**WORK INSTRUCTIONS**
Your answer must be an exact copy of every record.

----- INPUT MATERIAL -----

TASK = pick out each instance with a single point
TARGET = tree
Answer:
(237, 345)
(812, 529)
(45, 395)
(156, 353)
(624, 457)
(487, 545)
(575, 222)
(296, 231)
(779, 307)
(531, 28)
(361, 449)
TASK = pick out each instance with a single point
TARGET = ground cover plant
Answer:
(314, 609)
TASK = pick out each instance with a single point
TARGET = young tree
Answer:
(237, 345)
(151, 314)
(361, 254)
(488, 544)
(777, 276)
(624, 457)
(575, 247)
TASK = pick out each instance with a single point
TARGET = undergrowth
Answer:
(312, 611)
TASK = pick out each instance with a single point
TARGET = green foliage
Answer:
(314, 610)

-----

**WRITTEN RESPONSE**
TASK = pick out each instance with a single point
TARGET = tree
Answer:
(237, 345)
(812, 529)
(45, 395)
(156, 353)
(624, 457)
(487, 545)
(575, 222)
(296, 231)
(779, 307)
(531, 28)
(361, 449)
TASK = pick out each instance with a single point
TARGET = ground cover plant
Answer:
(314, 609)
TASK = pick out each instance with a single point
TARGET = young tree
Answer:
(237, 345)
(151, 314)
(361, 254)
(488, 544)
(777, 276)
(624, 457)
(575, 247)
TASK = pick out each instance with a single point
TARGET = undergrowth
Answer:
(312, 611)
TASK = pick out each instance with a single point
TARGET = green foliage
Answer:
(314, 610)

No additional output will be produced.